__WHAT IS ASKED__
In the material below, change "limestone cliff face" to "sandstone cliff face" and reproduce all of it with nothing else altered.

* Start RECORDS SHOWN *

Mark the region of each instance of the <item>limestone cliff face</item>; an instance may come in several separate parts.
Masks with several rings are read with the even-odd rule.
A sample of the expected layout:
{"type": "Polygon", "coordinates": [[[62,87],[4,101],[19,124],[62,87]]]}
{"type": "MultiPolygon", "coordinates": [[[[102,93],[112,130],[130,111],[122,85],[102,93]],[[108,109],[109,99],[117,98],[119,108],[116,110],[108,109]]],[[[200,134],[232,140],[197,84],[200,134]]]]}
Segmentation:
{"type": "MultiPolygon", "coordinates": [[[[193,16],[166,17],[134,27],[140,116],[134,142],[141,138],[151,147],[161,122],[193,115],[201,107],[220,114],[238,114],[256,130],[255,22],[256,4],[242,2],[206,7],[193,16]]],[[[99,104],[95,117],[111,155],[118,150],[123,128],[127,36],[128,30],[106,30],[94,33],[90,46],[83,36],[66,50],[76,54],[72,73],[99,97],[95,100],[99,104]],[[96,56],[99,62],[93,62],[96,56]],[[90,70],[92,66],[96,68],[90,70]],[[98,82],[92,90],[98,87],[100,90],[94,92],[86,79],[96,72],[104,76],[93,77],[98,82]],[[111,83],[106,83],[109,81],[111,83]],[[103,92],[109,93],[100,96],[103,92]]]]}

* End RECORDS SHOWN *

__TASK RESPONSE__
Mark the region of each instance of the <item>sandstone cliff face</item>; an instance may come in several separate parts.
Masks with several rings are read with the even-odd rule.
A sample of the expected layout:
{"type": "Polygon", "coordinates": [[[62,87],[4,101],[19,124],[62,87]]]}
{"type": "MultiPolygon", "coordinates": [[[[102,93],[112,130],[130,111],[122,85],[102,93]],[[108,109],[109,99],[117,98],[119,108],[116,110],[108,109]]],[[[200,134],[232,140],[197,84],[200,134]]]]}
Segmentation:
{"type": "MultiPolygon", "coordinates": [[[[193,16],[166,17],[134,27],[140,116],[134,142],[141,138],[151,147],[161,122],[193,115],[201,107],[220,114],[238,114],[256,130],[255,22],[256,4],[242,2],[206,7],[193,16]]],[[[99,104],[95,117],[111,155],[118,150],[123,128],[127,36],[128,30],[106,30],[94,33],[90,46],[83,36],[66,50],[76,54],[72,73],[99,97],[95,100],[99,104]],[[96,56],[99,62],[93,62],[96,56]],[[90,70],[92,66],[96,68],[90,70]],[[98,82],[92,90],[98,87],[100,90],[94,92],[86,79],[96,72],[104,76],[93,77],[98,82]],[[111,83],[106,83],[109,81],[111,83]],[[103,92],[109,93],[100,96],[103,92]]]]}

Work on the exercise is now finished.